» Stated problem
Copy out every row below word for word, leaving out the pictures.
#### Records supplied ####
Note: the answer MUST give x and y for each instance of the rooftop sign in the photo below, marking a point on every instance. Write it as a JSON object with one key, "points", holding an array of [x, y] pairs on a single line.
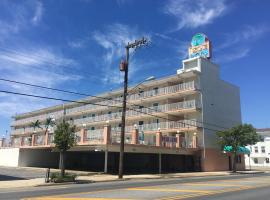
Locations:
{"points": [[200, 46]]}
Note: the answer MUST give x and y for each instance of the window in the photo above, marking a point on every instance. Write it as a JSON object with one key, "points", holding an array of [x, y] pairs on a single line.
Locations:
{"points": [[141, 107], [155, 105], [263, 149], [238, 159], [256, 149], [155, 91]]}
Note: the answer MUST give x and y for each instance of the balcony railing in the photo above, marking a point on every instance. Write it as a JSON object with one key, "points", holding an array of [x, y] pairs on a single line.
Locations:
{"points": [[94, 136], [133, 97], [43, 117], [139, 112], [39, 140]]}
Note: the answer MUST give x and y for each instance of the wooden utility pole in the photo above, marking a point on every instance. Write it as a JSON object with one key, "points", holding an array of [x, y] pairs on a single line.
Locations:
####
» Reply
Note: the answer MUST give x and y for each instance of the rooftop sign in the photo below, marking a point on every instance. Write it as a JSON object with one key, "points", holding an array of [x, y] pairs on a single line.
Locations:
{"points": [[200, 46]]}
Note: the answer MUST give x and y for each instance of the window in the photo above, marking a point on every instance. Write it as a JSON object with one key, "points", holding an array of [x, y] pairs on a single line.
Locations:
{"points": [[141, 107], [155, 105], [263, 149], [238, 159], [256, 149], [155, 91]]}
Note: the answer MUST give x and y for each instance of the balcony railing in the photo above, marking a point on every instance. Write it as a JSON object with one key, "points", holding an array of [x, y] pairs on a single line.
Locations:
{"points": [[94, 136], [133, 97], [43, 117], [139, 112], [39, 140]]}
Note: the answer MUST give x and y for each instance of the wooden utility pole in the photo above, marking a point on every instance. Write it as a JSON object with one key, "points", holding an array of [x, y] pairs on a single line.
Locations:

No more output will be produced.